(Segmentation data)
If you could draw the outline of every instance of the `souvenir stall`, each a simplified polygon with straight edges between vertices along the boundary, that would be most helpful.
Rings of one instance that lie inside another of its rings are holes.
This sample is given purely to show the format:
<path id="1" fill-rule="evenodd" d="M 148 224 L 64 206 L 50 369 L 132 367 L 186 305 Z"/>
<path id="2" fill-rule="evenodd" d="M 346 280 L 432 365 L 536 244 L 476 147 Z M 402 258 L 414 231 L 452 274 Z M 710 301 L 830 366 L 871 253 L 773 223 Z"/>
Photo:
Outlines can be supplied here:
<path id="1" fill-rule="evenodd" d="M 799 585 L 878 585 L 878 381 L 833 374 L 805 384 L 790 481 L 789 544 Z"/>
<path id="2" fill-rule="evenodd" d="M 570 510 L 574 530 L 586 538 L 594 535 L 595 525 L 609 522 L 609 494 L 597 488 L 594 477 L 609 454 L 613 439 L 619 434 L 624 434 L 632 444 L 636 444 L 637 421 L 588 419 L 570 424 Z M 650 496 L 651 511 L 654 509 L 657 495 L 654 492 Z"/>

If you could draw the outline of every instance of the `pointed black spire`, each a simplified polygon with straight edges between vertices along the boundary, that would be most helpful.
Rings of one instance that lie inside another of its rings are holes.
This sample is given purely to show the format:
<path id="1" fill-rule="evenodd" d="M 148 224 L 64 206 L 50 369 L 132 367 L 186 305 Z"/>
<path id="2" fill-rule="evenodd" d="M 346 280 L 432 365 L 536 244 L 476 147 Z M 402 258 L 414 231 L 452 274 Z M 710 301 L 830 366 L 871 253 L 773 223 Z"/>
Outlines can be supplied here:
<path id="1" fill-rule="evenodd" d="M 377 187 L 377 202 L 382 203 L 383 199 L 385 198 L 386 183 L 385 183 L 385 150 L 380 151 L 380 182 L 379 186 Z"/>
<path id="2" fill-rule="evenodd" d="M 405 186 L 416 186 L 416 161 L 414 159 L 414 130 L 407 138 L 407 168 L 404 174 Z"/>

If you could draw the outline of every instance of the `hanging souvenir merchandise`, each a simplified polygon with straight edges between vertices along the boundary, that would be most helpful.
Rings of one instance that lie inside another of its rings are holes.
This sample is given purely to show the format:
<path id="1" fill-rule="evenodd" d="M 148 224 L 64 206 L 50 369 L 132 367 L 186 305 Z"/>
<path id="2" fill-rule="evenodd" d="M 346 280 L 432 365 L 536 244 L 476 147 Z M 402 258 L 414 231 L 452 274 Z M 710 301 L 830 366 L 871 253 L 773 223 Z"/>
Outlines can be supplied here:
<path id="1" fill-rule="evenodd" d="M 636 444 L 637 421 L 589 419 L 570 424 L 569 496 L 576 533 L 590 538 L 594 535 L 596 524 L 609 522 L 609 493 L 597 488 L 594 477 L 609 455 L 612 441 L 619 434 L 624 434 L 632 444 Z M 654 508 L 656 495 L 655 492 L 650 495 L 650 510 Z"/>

Given problem:
Copy out every one of the rows above word for word, leaving nothing out and changing nothing.

Result of this task:
If you could draw the outline of every instance of the `souvenir stall`, each a simplified polygon with straight edges between vertices along the boundary, that would be most helpful.
Rings of one instance that lie inside another of its rings are holes.
This sample is given purely to show the format:
<path id="1" fill-rule="evenodd" d="M 148 224 L 64 206 L 50 369 L 132 367 L 186 305 Z"/>
<path id="2" fill-rule="evenodd" d="M 346 280 L 432 365 L 536 244 L 476 147 Z M 402 258 L 414 231 L 452 274 Z M 710 301 L 830 366 L 871 253 L 773 223 Z"/>
Photo:
Outlines can be supplied here:
<path id="1" fill-rule="evenodd" d="M 799 585 L 878 585 L 878 381 L 833 374 L 805 384 L 790 481 L 789 544 Z"/>
<path id="2" fill-rule="evenodd" d="M 570 510 L 574 530 L 586 538 L 594 535 L 595 525 L 609 522 L 609 494 L 597 488 L 594 477 L 609 454 L 613 439 L 619 434 L 624 434 L 632 444 L 636 444 L 637 421 L 588 419 L 570 424 Z M 650 496 L 651 511 L 654 509 L 657 495 L 654 492 Z"/>

If you could draw the outline of every instance of the `pointed black spire`, each a simplified polygon with straight edges between vertices along the boundary, that would be most helpful.
Rings of one instance that lie inside another of its rings are holes.
This sample is given purely to show the format:
<path id="1" fill-rule="evenodd" d="M 148 224 L 64 206 L 50 369 L 132 367 L 186 305 Z"/>
<path id="2" fill-rule="evenodd" d="M 346 280 L 432 365 L 536 244 L 476 147 Z M 402 258 L 414 231 L 452 274 Z M 710 301 L 830 366 L 871 253 L 773 223 Z"/>
Outlines can be supplied here:
<path id="1" fill-rule="evenodd" d="M 377 187 L 377 202 L 382 203 L 383 199 L 385 198 L 386 183 L 385 183 L 385 150 L 380 151 L 380 182 L 379 186 Z"/>
<path id="2" fill-rule="evenodd" d="M 405 186 L 416 186 L 416 161 L 414 159 L 414 130 L 407 138 L 407 168 L 404 174 Z"/>

If you could draw the outline of every instance of the `hanging souvenir merchandise`, each a simplified polygon with straight edges between vertices along the boundary, that would be most helpful.
Rings of one instance that lie inside another of its rings are holes.
This sample is given purely to show the format:
<path id="1" fill-rule="evenodd" d="M 148 224 L 64 206 L 50 369 L 132 367 L 186 305 Z"/>
<path id="2" fill-rule="evenodd" d="M 346 280 L 432 365 L 536 244 L 476 147 Z M 402 258 L 414 231 L 452 274 Z M 710 301 L 830 366 L 871 253 L 773 223 Z"/>
Outlines can be supplied here:
<path id="1" fill-rule="evenodd" d="M 636 444 L 637 421 L 589 419 L 570 424 L 569 496 L 576 533 L 590 538 L 594 535 L 596 524 L 609 522 L 609 493 L 597 488 L 594 477 L 609 455 L 612 441 L 619 434 L 624 434 L 632 444 Z M 654 508 L 656 495 L 655 492 L 650 495 L 650 510 Z"/>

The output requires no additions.